§ Data under study:
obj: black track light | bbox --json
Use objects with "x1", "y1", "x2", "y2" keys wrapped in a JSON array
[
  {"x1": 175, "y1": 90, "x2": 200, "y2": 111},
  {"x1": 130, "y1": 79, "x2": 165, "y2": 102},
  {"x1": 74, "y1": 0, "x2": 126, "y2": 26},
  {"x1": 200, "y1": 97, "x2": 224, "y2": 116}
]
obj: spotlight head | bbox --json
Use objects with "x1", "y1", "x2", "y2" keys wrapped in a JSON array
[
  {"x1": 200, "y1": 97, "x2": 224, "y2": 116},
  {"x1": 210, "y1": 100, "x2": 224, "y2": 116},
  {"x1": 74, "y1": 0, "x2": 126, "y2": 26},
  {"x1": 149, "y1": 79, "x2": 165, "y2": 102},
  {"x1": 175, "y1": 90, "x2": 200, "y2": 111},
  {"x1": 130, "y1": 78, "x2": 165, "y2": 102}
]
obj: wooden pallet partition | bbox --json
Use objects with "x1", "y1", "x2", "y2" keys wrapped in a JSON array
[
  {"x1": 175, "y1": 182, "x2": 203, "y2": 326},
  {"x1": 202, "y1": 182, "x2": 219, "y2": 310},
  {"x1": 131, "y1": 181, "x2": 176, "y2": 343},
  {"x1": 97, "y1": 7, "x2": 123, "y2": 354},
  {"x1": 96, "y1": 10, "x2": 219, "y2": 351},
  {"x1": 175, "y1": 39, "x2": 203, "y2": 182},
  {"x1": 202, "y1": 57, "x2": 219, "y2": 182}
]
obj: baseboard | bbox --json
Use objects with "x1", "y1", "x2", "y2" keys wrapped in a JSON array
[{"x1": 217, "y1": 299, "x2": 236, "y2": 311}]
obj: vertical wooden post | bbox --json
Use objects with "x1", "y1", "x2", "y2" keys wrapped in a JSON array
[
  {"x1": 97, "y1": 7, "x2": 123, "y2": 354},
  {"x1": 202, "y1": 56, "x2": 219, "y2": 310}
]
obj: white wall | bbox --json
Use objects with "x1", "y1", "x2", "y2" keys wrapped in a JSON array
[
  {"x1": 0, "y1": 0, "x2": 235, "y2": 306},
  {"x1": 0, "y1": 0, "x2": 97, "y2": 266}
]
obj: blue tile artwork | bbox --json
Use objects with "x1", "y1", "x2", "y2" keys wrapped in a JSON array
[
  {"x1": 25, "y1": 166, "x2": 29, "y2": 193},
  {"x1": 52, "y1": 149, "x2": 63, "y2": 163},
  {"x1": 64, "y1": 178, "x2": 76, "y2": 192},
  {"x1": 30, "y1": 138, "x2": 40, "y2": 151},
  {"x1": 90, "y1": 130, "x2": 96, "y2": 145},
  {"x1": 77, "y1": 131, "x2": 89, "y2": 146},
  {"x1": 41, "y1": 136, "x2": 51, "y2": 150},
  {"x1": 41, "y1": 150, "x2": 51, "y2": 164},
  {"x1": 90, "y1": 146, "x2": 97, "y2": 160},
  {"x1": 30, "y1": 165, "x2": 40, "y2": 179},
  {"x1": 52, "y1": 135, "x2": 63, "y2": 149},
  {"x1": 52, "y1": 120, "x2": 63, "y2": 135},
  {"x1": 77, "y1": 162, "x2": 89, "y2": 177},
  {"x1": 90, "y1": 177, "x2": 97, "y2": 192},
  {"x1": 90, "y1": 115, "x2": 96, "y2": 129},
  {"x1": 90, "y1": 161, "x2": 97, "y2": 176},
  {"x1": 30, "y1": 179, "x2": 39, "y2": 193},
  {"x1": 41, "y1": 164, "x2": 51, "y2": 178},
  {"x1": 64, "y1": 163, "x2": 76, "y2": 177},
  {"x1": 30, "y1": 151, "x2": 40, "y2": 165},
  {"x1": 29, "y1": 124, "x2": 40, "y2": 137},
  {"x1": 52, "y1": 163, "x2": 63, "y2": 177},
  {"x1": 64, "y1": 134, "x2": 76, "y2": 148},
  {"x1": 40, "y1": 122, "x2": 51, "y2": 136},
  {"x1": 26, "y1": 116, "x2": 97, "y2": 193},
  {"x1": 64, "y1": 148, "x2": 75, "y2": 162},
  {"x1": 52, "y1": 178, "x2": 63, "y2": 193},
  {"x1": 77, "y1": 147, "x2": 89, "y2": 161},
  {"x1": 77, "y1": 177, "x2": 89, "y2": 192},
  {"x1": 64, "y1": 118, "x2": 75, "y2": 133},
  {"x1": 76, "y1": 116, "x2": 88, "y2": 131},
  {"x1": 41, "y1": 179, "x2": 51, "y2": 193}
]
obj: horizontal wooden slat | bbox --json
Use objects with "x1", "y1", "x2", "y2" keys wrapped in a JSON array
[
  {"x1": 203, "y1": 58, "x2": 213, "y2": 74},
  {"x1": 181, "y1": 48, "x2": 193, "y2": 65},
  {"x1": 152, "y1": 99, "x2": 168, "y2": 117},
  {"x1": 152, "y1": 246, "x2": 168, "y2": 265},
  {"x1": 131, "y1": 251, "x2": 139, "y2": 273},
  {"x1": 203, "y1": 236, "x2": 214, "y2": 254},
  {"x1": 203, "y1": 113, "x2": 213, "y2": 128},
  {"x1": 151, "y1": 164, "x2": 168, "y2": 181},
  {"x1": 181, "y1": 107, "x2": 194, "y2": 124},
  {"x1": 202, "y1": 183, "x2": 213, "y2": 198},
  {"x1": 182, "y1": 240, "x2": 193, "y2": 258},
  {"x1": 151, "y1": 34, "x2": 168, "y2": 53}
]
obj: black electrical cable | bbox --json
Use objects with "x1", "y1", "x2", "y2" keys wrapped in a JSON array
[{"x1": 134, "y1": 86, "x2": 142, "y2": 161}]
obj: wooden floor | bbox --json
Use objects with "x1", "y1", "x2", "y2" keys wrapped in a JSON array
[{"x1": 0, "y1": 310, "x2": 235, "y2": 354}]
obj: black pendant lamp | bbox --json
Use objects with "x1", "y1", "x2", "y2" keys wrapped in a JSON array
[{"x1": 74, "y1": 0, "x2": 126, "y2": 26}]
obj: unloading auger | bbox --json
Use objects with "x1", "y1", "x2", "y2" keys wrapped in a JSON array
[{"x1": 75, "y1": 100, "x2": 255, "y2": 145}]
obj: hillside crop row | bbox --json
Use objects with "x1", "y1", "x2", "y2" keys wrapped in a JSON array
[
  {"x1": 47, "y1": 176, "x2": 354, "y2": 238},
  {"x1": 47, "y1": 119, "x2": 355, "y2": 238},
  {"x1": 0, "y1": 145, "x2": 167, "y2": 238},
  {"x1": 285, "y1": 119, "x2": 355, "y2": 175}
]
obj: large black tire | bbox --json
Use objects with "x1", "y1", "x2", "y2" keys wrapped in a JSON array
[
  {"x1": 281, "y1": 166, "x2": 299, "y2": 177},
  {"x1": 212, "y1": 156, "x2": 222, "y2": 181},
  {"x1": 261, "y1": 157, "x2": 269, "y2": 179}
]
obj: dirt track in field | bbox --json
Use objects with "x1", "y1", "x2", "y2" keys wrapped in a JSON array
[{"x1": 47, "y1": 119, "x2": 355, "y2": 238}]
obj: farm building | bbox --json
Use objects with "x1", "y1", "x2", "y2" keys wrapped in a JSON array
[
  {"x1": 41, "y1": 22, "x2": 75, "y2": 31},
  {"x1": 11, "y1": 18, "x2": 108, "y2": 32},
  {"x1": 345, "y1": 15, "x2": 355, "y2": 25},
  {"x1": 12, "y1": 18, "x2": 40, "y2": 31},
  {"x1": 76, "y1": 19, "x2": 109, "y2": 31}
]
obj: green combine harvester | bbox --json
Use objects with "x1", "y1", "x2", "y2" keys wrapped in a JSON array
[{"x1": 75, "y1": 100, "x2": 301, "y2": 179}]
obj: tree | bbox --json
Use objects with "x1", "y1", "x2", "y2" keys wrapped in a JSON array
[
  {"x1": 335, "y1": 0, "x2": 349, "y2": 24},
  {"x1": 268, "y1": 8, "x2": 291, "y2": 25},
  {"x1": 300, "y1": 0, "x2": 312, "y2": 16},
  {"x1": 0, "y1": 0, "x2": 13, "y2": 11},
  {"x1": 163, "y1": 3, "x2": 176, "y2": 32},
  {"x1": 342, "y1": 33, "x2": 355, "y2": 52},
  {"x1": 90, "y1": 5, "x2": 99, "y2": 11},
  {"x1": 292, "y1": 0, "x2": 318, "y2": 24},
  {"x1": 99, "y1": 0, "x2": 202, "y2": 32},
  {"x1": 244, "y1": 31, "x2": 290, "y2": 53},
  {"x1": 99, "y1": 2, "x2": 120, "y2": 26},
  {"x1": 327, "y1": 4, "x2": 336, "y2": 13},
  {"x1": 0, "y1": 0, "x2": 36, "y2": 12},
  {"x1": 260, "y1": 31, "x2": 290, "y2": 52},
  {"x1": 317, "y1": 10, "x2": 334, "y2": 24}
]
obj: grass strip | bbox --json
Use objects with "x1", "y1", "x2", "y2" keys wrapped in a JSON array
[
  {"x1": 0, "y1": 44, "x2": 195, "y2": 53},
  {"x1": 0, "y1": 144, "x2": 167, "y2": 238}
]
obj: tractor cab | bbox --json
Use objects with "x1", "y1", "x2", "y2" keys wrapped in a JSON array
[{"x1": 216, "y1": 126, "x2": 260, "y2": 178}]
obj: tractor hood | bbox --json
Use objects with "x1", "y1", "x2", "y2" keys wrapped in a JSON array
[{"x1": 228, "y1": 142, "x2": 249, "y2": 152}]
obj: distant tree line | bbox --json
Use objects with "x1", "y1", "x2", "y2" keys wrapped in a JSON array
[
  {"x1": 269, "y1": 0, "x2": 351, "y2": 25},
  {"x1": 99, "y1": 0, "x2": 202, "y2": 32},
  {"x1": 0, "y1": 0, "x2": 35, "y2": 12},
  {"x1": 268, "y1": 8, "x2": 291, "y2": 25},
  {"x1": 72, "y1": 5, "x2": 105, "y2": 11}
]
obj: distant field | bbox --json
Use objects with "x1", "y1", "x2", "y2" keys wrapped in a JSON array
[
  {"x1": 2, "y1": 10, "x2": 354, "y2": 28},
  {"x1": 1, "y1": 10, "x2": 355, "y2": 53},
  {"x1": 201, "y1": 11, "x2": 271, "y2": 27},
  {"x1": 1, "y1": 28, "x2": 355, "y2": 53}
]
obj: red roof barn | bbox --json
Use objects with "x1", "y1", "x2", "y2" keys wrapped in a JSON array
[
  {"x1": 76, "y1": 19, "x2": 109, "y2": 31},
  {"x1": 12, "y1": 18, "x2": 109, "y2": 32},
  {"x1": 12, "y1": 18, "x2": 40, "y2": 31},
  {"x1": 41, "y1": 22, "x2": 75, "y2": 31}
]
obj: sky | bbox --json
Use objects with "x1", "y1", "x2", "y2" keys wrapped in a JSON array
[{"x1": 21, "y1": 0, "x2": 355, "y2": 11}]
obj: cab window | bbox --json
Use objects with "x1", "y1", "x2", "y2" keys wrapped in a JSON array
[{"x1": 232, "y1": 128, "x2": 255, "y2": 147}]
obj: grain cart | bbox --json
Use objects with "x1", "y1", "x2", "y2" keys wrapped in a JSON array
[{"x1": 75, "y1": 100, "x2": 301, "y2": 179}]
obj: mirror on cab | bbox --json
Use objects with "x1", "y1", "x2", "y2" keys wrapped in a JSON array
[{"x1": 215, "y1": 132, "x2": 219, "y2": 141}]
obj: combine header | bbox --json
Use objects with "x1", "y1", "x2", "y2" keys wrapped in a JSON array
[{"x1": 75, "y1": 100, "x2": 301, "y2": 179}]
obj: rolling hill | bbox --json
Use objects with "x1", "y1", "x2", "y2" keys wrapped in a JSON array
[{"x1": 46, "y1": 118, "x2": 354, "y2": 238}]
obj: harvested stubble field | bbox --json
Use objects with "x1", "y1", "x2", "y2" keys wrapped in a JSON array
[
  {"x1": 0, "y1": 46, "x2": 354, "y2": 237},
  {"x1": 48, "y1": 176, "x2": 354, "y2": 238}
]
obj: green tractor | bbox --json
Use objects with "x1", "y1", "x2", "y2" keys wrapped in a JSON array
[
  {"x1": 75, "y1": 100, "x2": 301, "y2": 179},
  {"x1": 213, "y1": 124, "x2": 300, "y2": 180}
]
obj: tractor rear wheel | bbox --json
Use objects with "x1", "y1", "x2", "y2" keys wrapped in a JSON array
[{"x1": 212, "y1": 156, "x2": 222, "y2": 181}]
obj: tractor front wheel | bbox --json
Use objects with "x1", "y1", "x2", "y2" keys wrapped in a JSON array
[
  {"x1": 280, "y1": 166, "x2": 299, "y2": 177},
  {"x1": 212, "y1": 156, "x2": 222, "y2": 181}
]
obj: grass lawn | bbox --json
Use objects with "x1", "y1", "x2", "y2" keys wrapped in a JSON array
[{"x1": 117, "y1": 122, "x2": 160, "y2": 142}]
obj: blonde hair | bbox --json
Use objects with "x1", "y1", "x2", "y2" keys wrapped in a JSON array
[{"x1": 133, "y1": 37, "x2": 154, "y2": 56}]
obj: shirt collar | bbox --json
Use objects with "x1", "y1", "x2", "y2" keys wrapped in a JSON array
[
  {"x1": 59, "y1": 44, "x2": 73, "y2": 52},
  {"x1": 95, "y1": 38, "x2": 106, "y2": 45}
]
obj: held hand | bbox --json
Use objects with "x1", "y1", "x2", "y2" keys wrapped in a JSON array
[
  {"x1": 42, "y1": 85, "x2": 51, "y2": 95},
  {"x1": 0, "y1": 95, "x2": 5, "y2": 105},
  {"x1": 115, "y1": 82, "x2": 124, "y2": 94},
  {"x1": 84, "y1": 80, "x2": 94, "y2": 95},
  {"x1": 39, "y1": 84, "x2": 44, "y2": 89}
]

§ What you need to do: Where the listing above reaches the line that contains "obj: dirt track in field | bbox --json", start retyping, and finish with the line that contains "obj: farm building | bbox --json"; reproduce those lines exactly and no others.

§ Output of the exercise:
obj: dirt track in field | bbox --json
Use objects with "x1", "y1", "x2", "y2" keys wrapped in a JSON array
[{"x1": 47, "y1": 119, "x2": 355, "y2": 238}]
obj: farm building | bbox --json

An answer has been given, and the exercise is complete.